- [Tasks to perform]
1. Please decide whether each statement below agrees with the abstract on dual-temperature crystallization, answering yes or no and quoting the deciding words of the text. (a) In one of the flow regimes, the dual-temperature strategy cut fouling by 88.1%. (b) The first zone of the dual-temperature strategy runs at high supersaturation. (c) The population balance equation model was built to predict crystal size distributions.
2. Collect every line of the rows that contains the string "sand".

A dual-temperature zone strategy for enhanced crystallization control in helical coiled tube crystallizers: flow behavior and population balance modeling

Helical coiled tubes (HCTs) have significant potential for crystallization due to their high heat transfer efficiency and narrow residence time distribution. However, their application is limited by fouling issues. To address this, the mechanisms of fouling and clogging in HCTs were investigated through cold-model and crystallization experiments, revealing wall deposition of fine crystals and heterogeneous nucleation under high supersaturation. Based on these findings, a novel dual-temperature zone strategy was proposed, employing two sequential crystallizers: the low-supersaturation first zone promotes crystal growth, while the second zone uses the grown crystal surfaces to consume high supersaturation and suppresses nucleation. Compared to the single-temperature zone configuration, the dual-temperature zone strategy reduced fouling by 29.5%, 67.1%, and 88.1% across three different flow regimes. Moreover, it enabled operation at lower temperatures, with fouling levels at a cooling temperature of 10 °C in the dual-zone configuration being comparable to those at 20 °C in the single-zone setup. However, it achieved an 89.8% reduction in fouling compared to the single-zone setup with a cooling temperature of 15.1 °C. Furthermore, a population balance equation (PBE) model was developed to predict crystal size distributions (CSDs) under various temperature configurations and to explore the relationship between variations in crystallization kinetic parameters and fouling. This dual-temperature strategy demonstrates significant advantages in preventing fouling and clogging in HCT crystallizers, offering a promising solution for antifouling processes in continuous crystallization.<p></p>

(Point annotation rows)
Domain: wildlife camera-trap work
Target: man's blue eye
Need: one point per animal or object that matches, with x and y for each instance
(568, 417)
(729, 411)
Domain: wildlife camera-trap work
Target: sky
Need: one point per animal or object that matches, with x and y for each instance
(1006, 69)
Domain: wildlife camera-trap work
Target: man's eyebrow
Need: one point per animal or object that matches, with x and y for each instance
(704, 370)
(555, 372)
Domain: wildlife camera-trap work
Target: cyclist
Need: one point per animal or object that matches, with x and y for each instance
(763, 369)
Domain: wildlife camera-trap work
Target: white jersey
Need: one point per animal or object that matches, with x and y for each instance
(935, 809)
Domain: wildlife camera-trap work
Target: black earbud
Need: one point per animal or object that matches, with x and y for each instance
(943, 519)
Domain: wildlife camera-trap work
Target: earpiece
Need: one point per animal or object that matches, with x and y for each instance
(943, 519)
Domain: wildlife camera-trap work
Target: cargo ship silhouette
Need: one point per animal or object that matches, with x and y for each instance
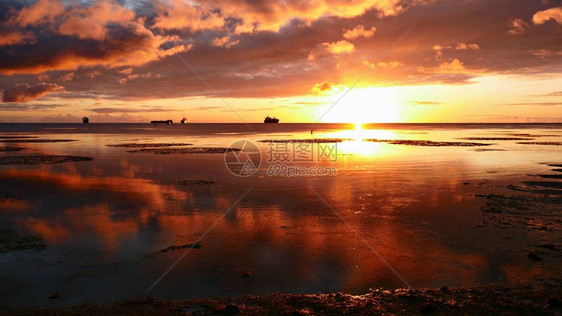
(162, 122)
(271, 120)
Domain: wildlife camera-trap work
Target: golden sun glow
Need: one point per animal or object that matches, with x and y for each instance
(367, 105)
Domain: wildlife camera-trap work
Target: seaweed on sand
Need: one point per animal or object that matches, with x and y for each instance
(12, 241)
(425, 143)
(185, 150)
(196, 182)
(195, 245)
(35, 160)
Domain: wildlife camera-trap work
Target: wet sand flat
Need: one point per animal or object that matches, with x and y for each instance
(481, 300)
(313, 140)
(424, 143)
(187, 150)
(10, 148)
(37, 140)
(148, 145)
(35, 160)
(494, 138)
(456, 216)
(541, 143)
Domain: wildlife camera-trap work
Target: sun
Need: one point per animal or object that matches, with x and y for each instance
(367, 105)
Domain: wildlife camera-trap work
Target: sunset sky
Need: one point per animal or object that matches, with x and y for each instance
(129, 61)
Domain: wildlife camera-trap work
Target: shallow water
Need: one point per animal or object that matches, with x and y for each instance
(414, 207)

- [Answers for this exercise]
1.
(a) Yes: "the dual-temperature zone strategy reduced fouling by 29.5%, 67.1%, and 88.1% across three different flow regimes"
(b) No: "the low-supersaturation first zone promotes crystal growth"
(c) Yes: "a population balance equation (PBE) model was developed to predict crystal size distributions (CSDs)"

2.
Target: seaweed on sand
Target: wet sand flat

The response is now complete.